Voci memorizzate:
--------

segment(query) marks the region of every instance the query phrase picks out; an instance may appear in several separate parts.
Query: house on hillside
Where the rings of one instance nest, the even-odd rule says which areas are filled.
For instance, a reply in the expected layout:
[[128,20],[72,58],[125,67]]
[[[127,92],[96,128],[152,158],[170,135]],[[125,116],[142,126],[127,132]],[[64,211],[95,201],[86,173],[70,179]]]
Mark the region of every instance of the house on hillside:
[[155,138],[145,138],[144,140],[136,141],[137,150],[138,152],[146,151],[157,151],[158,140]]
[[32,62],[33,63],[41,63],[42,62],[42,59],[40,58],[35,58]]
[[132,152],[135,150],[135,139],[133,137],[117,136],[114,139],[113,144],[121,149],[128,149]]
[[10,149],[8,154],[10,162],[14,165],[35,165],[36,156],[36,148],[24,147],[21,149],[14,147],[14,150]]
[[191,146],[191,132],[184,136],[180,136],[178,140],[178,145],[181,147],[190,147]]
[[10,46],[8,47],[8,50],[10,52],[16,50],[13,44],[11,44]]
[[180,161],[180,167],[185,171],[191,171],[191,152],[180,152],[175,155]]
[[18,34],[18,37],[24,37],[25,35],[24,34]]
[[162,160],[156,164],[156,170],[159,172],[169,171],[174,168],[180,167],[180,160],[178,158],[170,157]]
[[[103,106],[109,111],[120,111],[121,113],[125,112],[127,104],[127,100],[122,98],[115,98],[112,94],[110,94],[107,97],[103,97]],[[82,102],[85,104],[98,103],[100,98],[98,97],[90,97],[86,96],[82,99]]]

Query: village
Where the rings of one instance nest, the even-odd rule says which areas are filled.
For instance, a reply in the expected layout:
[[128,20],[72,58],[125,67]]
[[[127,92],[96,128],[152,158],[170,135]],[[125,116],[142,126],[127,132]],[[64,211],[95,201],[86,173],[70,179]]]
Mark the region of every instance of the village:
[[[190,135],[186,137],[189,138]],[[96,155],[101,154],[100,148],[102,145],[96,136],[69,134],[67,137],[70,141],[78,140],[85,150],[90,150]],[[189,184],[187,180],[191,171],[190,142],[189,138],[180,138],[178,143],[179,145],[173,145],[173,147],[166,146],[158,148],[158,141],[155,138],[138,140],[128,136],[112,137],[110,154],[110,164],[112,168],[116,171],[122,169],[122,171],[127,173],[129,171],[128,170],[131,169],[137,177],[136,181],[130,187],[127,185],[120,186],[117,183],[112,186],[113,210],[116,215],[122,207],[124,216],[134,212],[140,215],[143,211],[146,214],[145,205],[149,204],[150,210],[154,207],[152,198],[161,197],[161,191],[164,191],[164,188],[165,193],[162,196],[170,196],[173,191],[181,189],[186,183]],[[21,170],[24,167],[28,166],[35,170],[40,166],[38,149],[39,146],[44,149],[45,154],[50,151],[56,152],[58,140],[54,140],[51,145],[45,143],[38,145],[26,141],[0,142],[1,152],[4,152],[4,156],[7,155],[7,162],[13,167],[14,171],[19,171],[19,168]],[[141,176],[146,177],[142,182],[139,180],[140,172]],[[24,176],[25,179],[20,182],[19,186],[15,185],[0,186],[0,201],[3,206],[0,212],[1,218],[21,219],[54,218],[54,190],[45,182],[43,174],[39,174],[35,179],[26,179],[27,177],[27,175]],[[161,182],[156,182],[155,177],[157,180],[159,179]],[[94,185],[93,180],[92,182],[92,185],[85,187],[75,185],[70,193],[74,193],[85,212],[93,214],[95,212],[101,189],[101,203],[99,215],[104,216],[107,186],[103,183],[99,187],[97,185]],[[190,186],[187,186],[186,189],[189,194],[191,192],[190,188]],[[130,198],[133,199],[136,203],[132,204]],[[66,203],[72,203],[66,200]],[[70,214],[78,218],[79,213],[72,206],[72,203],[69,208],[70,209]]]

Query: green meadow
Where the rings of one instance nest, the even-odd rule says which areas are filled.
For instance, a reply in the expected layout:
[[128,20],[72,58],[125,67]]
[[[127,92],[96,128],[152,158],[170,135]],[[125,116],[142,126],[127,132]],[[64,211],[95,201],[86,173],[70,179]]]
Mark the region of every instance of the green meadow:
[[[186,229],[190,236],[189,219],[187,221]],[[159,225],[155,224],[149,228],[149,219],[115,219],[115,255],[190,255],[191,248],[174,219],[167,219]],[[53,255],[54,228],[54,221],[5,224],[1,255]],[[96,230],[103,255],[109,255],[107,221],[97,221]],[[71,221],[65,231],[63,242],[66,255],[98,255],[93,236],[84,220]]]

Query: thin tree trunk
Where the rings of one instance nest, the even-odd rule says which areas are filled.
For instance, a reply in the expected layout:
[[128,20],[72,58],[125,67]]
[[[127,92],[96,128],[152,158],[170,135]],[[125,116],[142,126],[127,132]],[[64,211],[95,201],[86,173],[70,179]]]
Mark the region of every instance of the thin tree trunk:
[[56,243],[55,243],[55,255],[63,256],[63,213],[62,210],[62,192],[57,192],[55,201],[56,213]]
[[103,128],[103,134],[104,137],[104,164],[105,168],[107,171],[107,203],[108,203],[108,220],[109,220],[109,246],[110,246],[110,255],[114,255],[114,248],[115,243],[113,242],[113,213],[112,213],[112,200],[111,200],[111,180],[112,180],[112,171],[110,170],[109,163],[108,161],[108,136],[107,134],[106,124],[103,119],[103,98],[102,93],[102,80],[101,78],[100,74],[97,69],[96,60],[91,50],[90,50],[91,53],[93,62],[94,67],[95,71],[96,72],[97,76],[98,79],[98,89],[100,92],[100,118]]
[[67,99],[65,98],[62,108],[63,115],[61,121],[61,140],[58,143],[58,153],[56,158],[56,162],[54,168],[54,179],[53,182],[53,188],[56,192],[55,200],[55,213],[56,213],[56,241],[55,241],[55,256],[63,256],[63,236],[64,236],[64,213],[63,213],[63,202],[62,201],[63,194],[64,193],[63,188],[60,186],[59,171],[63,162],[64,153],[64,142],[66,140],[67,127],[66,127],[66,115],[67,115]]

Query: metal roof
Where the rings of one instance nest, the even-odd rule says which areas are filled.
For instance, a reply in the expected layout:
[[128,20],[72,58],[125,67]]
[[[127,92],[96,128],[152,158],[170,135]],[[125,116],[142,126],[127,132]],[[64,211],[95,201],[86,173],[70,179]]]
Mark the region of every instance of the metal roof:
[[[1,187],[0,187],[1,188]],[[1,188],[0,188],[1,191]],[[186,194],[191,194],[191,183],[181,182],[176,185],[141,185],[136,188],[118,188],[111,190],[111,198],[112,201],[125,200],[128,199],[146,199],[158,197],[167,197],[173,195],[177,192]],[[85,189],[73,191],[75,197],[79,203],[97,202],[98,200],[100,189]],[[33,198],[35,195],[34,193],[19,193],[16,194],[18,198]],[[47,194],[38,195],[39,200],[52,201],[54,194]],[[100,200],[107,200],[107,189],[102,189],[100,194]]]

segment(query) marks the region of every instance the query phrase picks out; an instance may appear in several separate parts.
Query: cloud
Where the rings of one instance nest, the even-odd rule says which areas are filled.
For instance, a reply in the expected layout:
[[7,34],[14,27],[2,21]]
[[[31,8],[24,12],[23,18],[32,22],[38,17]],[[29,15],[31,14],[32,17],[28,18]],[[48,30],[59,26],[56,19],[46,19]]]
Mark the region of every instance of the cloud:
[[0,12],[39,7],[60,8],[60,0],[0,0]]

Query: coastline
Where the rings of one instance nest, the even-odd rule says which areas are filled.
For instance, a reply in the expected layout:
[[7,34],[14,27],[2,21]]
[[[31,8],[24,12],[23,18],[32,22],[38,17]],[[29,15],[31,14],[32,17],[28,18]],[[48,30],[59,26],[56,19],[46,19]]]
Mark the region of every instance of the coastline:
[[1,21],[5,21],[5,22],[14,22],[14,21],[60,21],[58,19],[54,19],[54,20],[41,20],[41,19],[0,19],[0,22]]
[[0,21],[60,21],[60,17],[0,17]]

--------

◆ CONSEGNA SCRITTA
Trascrivi di nuovo le righe dei record dalla riga con "Query: coastline" fino alla fine dei record, entrambe comprese. Sostituisci "coastline" con "shoreline" e lascia invariato tutto il resto.

◆ SOLUZIONE DEL COMPITO
Query: shoreline
Where the rings of one instance nest, the even-odd rule says which areas are filled.
For instance, a reply in the expected layout:
[[7,34],[14,27],[2,21]]
[[[31,8],[24,12],[23,18],[32,22],[38,17]],[[29,15],[31,14],[32,17],[28,18]],[[48,30],[59,26],[56,19],[46,19]]]
Mark the region of every instance of the shoreline:
[[1,21],[5,21],[5,22],[14,22],[14,21],[60,21],[58,19],[54,19],[54,20],[41,20],[41,19],[0,19],[0,22]]
[[0,21],[60,21],[60,17],[0,17]]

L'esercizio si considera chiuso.